- [Task description]
Begin at the line that contains "Pick out the blue hose, placing" and reproduce it along with every line after it to the end of the listing; skip any pictures.

- [Rows]
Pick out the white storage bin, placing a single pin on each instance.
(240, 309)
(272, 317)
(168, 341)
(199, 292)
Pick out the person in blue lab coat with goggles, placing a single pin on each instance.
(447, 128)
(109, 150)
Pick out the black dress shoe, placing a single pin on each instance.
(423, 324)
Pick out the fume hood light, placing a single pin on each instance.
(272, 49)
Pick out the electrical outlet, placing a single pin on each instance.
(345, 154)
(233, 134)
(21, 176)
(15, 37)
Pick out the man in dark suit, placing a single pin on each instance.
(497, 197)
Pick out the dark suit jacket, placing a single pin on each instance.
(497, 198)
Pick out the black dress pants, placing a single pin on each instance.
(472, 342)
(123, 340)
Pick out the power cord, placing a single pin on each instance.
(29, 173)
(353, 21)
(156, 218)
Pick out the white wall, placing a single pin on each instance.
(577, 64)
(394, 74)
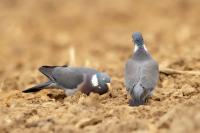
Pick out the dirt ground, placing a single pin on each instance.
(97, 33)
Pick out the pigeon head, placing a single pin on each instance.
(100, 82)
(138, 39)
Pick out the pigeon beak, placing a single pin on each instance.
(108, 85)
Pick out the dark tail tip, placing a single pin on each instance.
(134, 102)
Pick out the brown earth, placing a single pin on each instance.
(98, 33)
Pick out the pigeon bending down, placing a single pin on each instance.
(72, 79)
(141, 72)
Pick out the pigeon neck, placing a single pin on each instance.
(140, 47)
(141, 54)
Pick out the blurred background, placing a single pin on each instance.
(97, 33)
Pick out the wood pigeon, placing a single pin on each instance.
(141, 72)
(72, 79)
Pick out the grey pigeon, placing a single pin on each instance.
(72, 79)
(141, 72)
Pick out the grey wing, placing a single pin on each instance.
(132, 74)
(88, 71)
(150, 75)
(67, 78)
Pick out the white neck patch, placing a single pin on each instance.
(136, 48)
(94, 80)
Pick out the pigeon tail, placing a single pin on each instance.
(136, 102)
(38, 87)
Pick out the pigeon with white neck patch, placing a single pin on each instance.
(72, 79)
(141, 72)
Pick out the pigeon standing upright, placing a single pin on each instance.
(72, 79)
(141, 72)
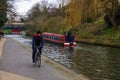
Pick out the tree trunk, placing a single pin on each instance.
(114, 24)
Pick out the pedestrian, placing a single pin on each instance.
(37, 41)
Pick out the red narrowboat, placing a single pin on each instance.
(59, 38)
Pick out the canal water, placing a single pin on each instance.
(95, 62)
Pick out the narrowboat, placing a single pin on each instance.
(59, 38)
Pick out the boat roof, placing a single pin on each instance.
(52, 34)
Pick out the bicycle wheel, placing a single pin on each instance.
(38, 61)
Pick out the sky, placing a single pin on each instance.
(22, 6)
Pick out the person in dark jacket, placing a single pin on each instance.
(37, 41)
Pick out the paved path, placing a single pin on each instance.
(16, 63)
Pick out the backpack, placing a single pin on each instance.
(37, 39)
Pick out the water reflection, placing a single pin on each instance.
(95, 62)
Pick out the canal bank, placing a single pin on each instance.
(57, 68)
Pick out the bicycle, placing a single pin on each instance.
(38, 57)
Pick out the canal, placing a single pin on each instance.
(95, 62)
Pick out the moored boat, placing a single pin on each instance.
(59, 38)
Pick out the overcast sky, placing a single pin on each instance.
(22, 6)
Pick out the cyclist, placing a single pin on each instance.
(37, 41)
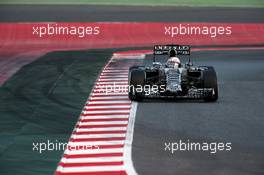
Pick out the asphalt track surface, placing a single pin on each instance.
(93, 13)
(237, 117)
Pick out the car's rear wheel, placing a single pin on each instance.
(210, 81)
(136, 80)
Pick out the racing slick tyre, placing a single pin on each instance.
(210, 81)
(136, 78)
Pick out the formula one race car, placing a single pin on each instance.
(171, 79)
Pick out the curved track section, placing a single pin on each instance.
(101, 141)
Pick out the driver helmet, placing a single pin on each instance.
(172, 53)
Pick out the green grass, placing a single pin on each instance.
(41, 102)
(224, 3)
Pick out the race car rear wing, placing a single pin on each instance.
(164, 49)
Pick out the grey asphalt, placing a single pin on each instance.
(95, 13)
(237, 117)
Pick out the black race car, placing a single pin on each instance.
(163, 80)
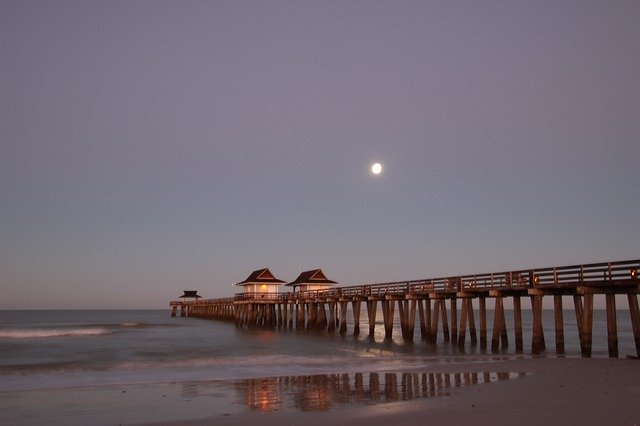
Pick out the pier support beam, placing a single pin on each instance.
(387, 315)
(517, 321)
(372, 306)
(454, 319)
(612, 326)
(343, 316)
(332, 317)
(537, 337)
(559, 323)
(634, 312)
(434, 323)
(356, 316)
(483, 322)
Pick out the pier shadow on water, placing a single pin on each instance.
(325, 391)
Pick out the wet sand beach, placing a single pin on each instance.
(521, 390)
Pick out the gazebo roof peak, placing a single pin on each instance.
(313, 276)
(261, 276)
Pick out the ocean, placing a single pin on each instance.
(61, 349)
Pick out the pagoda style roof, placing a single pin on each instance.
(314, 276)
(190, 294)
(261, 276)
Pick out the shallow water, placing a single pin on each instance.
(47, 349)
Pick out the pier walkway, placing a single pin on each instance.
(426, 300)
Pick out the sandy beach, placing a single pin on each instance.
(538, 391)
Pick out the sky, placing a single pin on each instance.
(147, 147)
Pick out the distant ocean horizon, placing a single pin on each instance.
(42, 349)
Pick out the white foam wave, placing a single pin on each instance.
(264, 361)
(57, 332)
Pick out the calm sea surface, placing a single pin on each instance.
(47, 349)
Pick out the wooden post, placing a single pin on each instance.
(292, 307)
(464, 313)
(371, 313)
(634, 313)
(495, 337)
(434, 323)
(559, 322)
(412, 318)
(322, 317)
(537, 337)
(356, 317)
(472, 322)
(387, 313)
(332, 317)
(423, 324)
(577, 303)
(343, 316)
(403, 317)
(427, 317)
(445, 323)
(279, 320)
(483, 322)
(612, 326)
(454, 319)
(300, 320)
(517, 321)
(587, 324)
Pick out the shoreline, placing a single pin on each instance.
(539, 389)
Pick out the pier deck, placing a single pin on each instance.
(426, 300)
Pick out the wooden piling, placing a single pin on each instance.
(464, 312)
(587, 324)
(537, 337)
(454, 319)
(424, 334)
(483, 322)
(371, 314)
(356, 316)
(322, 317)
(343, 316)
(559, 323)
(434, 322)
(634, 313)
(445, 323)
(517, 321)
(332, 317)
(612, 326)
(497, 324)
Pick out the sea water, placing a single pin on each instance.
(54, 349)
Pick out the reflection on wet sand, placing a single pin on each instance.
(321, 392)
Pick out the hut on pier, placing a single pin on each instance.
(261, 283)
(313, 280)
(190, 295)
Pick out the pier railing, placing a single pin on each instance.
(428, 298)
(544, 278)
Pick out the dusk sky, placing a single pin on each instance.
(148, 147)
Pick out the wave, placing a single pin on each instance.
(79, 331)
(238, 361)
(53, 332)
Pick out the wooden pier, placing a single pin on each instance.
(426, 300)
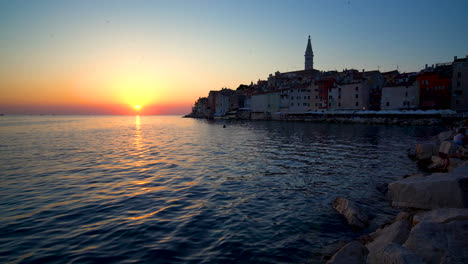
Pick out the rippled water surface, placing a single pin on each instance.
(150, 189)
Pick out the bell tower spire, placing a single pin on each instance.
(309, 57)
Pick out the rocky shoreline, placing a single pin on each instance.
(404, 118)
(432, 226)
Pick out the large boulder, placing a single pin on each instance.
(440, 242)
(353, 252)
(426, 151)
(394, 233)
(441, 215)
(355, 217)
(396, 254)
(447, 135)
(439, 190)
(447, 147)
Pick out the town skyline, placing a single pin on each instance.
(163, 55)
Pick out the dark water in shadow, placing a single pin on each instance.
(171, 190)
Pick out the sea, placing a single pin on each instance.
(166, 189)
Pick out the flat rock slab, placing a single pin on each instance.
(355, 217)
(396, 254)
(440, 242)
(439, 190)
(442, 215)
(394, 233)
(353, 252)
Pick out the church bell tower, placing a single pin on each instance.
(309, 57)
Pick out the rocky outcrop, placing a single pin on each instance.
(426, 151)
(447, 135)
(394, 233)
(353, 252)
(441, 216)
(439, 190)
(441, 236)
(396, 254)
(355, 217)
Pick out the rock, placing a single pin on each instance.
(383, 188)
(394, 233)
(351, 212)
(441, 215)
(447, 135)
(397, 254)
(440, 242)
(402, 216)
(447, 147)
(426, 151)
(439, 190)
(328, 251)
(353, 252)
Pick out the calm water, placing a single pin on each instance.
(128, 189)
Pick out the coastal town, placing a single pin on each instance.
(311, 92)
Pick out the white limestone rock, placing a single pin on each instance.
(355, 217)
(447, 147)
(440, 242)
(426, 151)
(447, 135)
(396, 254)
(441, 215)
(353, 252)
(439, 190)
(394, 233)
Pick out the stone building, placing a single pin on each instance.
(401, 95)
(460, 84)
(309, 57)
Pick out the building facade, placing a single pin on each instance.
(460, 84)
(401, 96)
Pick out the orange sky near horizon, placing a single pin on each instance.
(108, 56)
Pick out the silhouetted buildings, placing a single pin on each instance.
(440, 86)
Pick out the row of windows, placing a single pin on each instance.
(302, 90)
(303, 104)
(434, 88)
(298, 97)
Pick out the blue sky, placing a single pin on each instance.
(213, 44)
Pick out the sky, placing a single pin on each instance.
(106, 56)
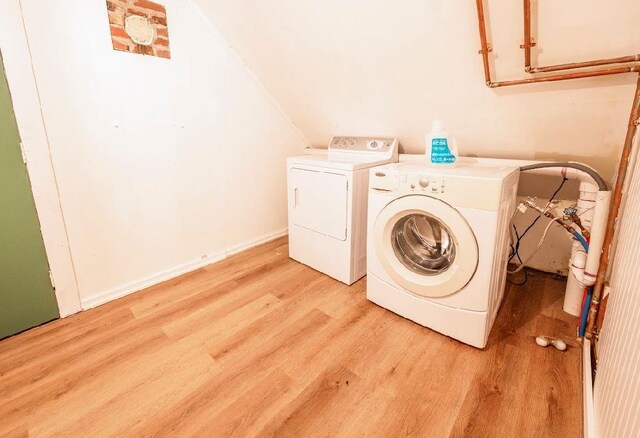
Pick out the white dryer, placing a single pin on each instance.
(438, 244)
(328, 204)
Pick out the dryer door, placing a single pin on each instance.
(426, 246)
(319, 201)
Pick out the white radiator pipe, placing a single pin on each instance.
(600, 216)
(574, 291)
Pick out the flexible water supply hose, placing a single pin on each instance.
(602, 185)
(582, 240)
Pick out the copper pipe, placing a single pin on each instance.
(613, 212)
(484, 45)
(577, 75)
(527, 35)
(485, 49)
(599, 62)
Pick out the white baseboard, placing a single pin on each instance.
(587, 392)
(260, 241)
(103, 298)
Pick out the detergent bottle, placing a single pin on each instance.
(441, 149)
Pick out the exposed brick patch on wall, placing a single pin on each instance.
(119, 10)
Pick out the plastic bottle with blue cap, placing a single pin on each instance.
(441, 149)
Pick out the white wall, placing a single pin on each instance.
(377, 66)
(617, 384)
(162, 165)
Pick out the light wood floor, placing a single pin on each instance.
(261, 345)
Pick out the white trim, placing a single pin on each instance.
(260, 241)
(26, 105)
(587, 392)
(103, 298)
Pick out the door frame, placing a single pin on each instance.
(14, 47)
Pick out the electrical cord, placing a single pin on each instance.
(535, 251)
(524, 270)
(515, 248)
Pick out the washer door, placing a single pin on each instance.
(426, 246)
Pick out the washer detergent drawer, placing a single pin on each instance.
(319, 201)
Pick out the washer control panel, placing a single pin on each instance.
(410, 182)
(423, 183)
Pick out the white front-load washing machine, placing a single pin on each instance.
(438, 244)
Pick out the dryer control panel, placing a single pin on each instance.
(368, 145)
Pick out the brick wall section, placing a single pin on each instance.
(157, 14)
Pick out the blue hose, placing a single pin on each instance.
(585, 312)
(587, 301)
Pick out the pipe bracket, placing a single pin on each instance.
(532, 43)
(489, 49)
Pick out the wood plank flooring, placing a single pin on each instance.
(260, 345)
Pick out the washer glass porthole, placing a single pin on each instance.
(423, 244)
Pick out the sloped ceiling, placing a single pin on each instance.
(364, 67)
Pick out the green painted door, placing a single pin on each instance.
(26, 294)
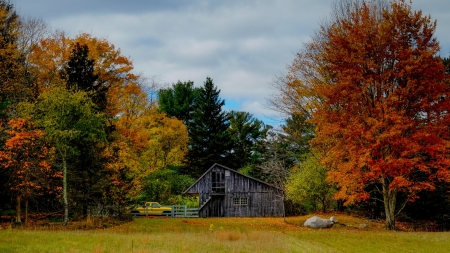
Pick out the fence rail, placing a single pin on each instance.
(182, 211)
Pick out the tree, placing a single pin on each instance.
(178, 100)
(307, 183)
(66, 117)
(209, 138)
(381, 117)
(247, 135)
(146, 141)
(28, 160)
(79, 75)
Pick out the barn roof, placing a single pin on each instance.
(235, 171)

- [Expected output]
Pick out the blue hose, placing a single pin on each instance.
(585, 312)
(587, 301)
Pick out the pipe bracket, placing a single pin on each instance.
(532, 43)
(489, 49)
Pick out the wood plank flooring, placing a single pin on each instance.
(260, 345)
Pick out the washer glass porthole, placing a single pin on each instance.
(423, 244)
Pick out the sloped ceiling, placing a single pin on each instance.
(364, 67)
Pick out the green painted door, placing a single pin on each instance.
(26, 294)
Pick out the fence rail, placing a single pin on each instance.
(182, 211)
Pick out the tree, placing a single pin on each instance.
(178, 100)
(307, 183)
(66, 117)
(209, 138)
(381, 117)
(247, 135)
(146, 141)
(28, 160)
(79, 75)
Pick out the barn roof, placing a single pin on each instance.
(235, 171)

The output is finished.